═══ Article

SCOTUS Rules for Inmates in Method-of-Execution Case

In Nance v. Ward the U.S. Supreme Court held 5-4 that a capital inmate may bring a method-of-execution case under 42 USC §1983 rather than federal habeas even  when the alternative method proposed isn’t allowed under state law. The holding of this case benefits inmates because the habeas statute contains procedural requirements §1983 lacks which may require dismissal of a claim.

Supreme Court precedent allows death row inmates to challenge a state’s proposed method of execution under the Eighth Amendment. The inmate must “identify a readily available alternative method of execution that would significantly reduce the risk of severe pain.” He or she may propose a method used in other states. If the alternative method proposed is already authorized under state law the Court has held the inmate may bring his or her claim under §1983.

Michael Nance was sentenced to death for shooting and killing a bystander while fleeing from a bank robbery. He claims that lethal injection will create a substantial risk of severe pain for him and has proposed that he be executed by firing squad. Georgia only allows capital inmates to be executed by lethal injection; four other states allow execution by firing squad.

The Supreme Court has previously held that an inmate must proceed to habeas and may not bring a §1983 case when the relief sought would “necessarily imply the invalidity of his conviction or sentence.” According to Justice Kagan, writing for the Court, Nance may bring his case under §1983 even though Georgia law doesn’t allow the firing squad because he isn’t seeking to invalidate his sentence.

In Nelson v. Campbell (2004) and Hill v. McDonough (2006) the Court held that method-of-execution claims could be brought under §1983 where inmates requested that the state use a different lethal injection protocol (not a different execution method). Except for the Georgia statute, the Court reasoned, “this case would even more clearly than Nelson and Hill be fit for §1983” since when those cases were decided the Court had not yet required those challenging the method of execution to identify alternative methods.

══════
═══ Information supplied

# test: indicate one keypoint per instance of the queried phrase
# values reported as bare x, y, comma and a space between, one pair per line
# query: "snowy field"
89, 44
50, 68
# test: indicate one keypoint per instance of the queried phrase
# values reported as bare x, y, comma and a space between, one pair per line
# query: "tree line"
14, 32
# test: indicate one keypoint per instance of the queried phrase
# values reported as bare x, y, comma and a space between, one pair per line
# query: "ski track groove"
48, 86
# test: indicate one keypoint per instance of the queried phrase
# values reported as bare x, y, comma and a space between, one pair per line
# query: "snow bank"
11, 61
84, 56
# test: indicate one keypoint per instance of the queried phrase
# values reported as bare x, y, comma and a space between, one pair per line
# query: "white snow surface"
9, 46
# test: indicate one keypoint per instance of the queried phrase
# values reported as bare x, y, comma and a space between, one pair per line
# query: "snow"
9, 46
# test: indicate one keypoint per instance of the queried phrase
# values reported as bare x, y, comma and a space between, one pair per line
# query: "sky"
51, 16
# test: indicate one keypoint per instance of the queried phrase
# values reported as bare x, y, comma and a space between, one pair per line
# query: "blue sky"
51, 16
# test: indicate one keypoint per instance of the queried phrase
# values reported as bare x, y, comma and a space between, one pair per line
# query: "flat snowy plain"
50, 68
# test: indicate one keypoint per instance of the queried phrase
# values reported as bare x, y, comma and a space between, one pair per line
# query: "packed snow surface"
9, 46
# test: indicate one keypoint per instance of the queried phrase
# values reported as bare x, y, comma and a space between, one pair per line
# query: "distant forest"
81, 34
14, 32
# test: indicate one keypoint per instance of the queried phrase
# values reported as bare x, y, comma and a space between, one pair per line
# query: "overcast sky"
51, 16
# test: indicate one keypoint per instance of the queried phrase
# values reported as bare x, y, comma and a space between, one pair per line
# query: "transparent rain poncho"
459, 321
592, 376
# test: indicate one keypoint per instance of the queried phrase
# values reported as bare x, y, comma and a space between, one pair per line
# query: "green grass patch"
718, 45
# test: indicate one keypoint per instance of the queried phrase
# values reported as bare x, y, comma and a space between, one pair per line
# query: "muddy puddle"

══════

Tasks |
(a) In the article on the Supreme Court's method-of-execution ruling, what method of execution did Michael Nance propose instead of lethal injection?
(b) How many rows contain the string "surface"? Case counts. Reply with the number alone.

Solved tasks |
(a) He proposed execution by firing squad.

(b) 2